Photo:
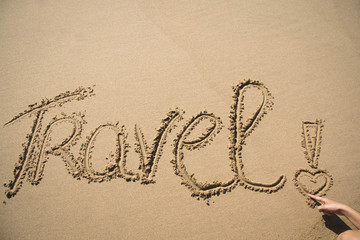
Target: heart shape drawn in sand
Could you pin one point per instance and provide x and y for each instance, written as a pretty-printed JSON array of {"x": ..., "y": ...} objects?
[{"x": 316, "y": 182}]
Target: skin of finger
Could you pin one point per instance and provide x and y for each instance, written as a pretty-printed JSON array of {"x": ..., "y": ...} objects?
[{"x": 320, "y": 199}]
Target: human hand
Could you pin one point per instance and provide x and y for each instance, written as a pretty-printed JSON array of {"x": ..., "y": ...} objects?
[{"x": 328, "y": 207}]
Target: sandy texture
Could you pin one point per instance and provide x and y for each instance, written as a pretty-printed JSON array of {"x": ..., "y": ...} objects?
[{"x": 178, "y": 120}]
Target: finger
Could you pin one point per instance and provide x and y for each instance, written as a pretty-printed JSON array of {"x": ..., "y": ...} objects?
[{"x": 320, "y": 199}]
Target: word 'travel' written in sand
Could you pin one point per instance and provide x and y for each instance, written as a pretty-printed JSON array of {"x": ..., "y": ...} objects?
[{"x": 39, "y": 145}]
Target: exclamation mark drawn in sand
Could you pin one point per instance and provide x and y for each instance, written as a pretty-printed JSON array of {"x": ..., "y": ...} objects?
[
  {"x": 239, "y": 131},
  {"x": 314, "y": 181},
  {"x": 40, "y": 145}
]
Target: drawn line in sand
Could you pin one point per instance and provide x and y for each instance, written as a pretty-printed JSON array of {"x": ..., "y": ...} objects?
[
  {"x": 239, "y": 131},
  {"x": 316, "y": 181},
  {"x": 311, "y": 144},
  {"x": 33, "y": 148},
  {"x": 39, "y": 145}
]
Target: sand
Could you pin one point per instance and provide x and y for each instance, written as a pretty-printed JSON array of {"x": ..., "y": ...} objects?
[{"x": 178, "y": 120}]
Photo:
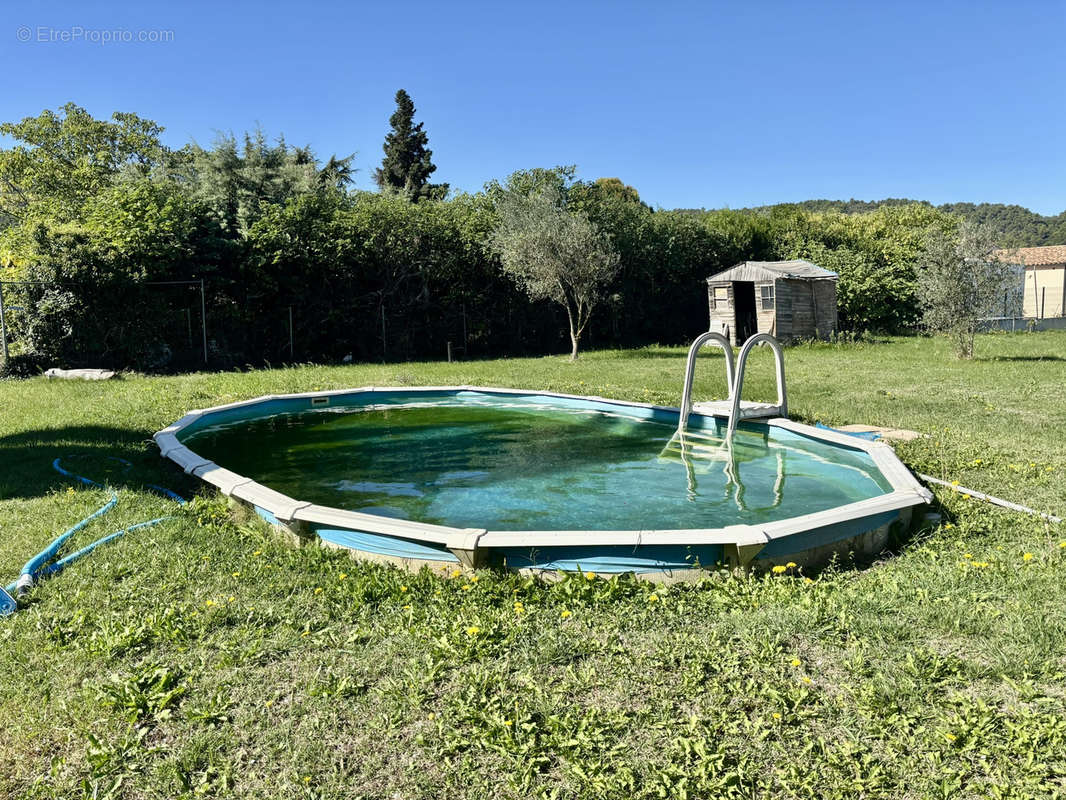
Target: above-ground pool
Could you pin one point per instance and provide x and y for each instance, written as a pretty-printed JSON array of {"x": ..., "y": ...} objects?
[{"x": 544, "y": 481}]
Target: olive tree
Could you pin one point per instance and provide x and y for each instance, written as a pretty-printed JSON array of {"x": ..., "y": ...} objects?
[
  {"x": 552, "y": 253},
  {"x": 959, "y": 280}
]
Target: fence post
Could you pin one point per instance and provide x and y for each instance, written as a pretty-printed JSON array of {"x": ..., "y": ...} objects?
[
  {"x": 385, "y": 349},
  {"x": 3, "y": 325},
  {"x": 204, "y": 318}
]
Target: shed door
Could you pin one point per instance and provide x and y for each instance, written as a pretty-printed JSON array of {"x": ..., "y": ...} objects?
[{"x": 747, "y": 321}]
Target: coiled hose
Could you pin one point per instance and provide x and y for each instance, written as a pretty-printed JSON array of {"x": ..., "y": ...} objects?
[{"x": 42, "y": 564}]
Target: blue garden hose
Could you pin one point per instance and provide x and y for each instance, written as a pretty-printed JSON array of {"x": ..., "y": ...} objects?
[{"x": 38, "y": 566}]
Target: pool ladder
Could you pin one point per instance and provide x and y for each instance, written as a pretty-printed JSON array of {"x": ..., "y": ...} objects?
[{"x": 732, "y": 405}]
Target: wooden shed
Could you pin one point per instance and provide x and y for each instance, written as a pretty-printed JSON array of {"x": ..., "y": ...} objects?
[
  {"x": 1044, "y": 289},
  {"x": 790, "y": 300}
]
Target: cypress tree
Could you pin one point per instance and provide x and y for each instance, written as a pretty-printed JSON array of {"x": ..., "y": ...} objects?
[{"x": 407, "y": 165}]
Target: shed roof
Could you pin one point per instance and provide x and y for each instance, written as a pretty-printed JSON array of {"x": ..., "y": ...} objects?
[
  {"x": 772, "y": 271},
  {"x": 1034, "y": 256}
]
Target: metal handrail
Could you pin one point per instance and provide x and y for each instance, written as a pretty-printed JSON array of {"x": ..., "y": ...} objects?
[
  {"x": 690, "y": 370},
  {"x": 739, "y": 381}
]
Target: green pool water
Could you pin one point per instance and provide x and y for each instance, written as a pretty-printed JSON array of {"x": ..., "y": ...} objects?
[{"x": 523, "y": 464}]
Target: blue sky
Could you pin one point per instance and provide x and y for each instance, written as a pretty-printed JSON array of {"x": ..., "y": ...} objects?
[{"x": 696, "y": 105}]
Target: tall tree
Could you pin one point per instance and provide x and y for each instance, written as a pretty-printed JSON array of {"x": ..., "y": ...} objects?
[
  {"x": 407, "y": 166},
  {"x": 552, "y": 253},
  {"x": 959, "y": 280}
]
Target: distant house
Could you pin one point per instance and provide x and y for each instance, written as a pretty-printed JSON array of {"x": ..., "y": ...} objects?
[
  {"x": 1044, "y": 287},
  {"x": 790, "y": 300}
]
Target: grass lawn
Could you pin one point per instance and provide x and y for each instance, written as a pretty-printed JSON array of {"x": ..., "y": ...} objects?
[{"x": 206, "y": 657}]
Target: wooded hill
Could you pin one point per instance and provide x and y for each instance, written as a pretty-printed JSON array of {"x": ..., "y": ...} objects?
[{"x": 1018, "y": 226}]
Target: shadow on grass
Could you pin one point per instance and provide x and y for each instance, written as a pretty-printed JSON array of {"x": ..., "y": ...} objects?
[{"x": 26, "y": 461}]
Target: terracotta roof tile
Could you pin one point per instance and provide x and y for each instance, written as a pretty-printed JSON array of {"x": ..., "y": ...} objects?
[{"x": 1034, "y": 256}]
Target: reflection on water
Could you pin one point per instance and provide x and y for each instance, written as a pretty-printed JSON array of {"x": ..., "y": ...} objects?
[{"x": 519, "y": 465}]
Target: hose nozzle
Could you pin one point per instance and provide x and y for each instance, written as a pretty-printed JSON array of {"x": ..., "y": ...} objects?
[{"x": 25, "y": 585}]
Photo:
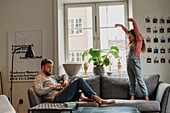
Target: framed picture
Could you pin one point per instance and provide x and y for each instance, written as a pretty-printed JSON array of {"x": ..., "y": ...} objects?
[
  {"x": 168, "y": 30},
  {"x": 162, "y": 50},
  {"x": 168, "y": 20},
  {"x": 25, "y": 69},
  {"x": 148, "y": 29},
  {"x": 162, "y": 60},
  {"x": 162, "y": 40},
  {"x": 161, "y": 30},
  {"x": 161, "y": 20},
  {"x": 148, "y": 60},
  {"x": 1, "y": 87},
  {"x": 155, "y": 20},
  {"x": 149, "y": 49},
  {"x": 148, "y": 39},
  {"x": 155, "y": 40},
  {"x": 155, "y": 50},
  {"x": 155, "y": 30},
  {"x": 147, "y": 20},
  {"x": 168, "y": 40},
  {"x": 156, "y": 60}
]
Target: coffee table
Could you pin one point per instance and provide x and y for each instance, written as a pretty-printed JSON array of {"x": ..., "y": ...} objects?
[
  {"x": 54, "y": 107},
  {"x": 106, "y": 110}
]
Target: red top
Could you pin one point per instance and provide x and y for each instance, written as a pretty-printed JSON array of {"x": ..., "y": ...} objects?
[{"x": 139, "y": 38}]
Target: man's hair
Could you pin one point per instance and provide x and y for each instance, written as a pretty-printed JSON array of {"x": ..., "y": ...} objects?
[{"x": 45, "y": 61}]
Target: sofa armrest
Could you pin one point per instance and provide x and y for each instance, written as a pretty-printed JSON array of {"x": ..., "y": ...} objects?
[{"x": 163, "y": 96}]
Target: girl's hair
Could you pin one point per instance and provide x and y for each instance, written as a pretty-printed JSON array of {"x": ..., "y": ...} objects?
[
  {"x": 45, "y": 61},
  {"x": 132, "y": 45}
]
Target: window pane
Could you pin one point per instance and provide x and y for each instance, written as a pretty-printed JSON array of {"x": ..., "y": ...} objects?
[
  {"x": 80, "y": 37},
  {"x": 110, "y": 36}
]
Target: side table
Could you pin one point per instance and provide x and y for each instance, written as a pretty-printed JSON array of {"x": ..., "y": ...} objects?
[{"x": 68, "y": 106}]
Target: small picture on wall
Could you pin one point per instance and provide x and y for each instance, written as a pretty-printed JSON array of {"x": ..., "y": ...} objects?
[
  {"x": 162, "y": 60},
  {"x": 162, "y": 50},
  {"x": 156, "y": 60},
  {"x": 148, "y": 39},
  {"x": 168, "y": 30},
  {"x": 168, "y": 20},
  {"x": 147, "y": 20},
  {"x": 162, "y": 40},
  {"x": 148, "y": 60},
  {"x": 161, "y": 30},
  {"x": 155, "y": 50},
  {"x": 148, "y": 30},
  {"x": 161, "y": 20},
  {"x": 155, "y": 30},
  {"x": 155, "y": 20},
  {"x": 155, "y": 40},
  {"x": 168, "y": 40},
  {"x": 149, "y": 49}
]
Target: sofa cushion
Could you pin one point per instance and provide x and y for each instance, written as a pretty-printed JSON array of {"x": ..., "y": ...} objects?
[
  {"x": 152, "y": 82},
  {"x": 115, "y": 87},
  {"x": 118, "y": 87},
  {"x": 141, "y": 105},
  {"x": 94, "y": 83}
]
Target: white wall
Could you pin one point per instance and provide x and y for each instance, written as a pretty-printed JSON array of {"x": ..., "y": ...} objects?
[
  {"x": 152, "y": 8},
  {"x": 24, "y": 15},
  {"x": 38, "y": 14}
]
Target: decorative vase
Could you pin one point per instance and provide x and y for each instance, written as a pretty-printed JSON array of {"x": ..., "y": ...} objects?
[{"x": 98, "y": 71}]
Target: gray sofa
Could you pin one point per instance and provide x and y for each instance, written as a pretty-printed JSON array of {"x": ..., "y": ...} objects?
[{"x": 116, "y": 87}]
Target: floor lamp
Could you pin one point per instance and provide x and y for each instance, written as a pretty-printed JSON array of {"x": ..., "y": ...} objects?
[{"x": 29, "y": 54}]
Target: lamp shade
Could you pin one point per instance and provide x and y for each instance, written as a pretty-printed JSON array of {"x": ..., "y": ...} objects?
[{"x": 30, "y": 53}]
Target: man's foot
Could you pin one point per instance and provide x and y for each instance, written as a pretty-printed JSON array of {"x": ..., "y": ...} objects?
[
  {"x": 132, "y": 98},
  {"x": 106, "y": 101},
  {"x": 102, "y": 101},
  {"x": 85, "y": 99},
  {"x": 146, "y": 98}
]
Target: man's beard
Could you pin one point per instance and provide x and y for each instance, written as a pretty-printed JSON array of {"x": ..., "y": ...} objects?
[{"x": 47, "y": 73}]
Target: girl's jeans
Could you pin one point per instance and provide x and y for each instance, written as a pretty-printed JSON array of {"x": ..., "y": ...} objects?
[
  {"x": 71, "y": 92},
  {"x": 134, "y": 73}
]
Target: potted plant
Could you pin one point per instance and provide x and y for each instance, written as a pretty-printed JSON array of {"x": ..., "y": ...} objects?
[{"x": 100, "y": 61}]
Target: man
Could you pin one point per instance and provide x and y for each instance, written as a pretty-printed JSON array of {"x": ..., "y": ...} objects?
[{"x": 48, "y": 86}]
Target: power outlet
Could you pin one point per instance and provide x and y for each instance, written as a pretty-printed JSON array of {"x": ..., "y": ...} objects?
[{"x": 21, "y": 101}]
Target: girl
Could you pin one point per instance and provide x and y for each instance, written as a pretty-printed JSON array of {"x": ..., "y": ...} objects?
[{"x": 136, "y": 45}]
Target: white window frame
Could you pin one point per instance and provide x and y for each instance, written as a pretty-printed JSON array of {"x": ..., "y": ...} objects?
[
  {"x": 74, "y": 26},
  {"x": 95, "y": 18}
]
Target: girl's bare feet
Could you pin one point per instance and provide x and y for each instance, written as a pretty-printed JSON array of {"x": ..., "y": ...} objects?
[
  {"x": 102, "y": 101},
  {"x": 132, "y": 98},
  {"x": 85, "y": 99},
  {"x": 147, "y": 98}
]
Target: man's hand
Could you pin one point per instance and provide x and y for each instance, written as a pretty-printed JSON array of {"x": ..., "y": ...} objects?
[
  {"x": 131, "y": 20},
  {"x": 57, "y": 85},
  {"x": 116, "y": 25},
  {"x": 65, "y": 83}
]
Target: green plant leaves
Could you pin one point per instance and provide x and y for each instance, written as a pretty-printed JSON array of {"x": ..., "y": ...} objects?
[
  {"x": 106, "y": 61},
  {"x": 115, "y": 54},
  {"x": 115, "y": 48},
  {"x": 94, "y": 52},
  {"x": 84, "y": 54},
  {"x": 96, "y": 56}
]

SHORT TASK:
Reproduce the data verbatim from the line containing "Target: green plant leaves" through the end of the data, with both ends included.

RESPONSE:
Target: green plant leaves
Could you pin one point per instance and provide x and y for each instance, written as a pretty-printed JSON array of {"x": ..., "y": ...} objects?
[
  {"x": 106, "y": 61},
  {"x": 115, "y": 54},
  {"x": 115, "y": 48},
  {"x": 94, "y": 52},
  {"x": 84, "y": 54},
  {"x": 96, "y": 56}
]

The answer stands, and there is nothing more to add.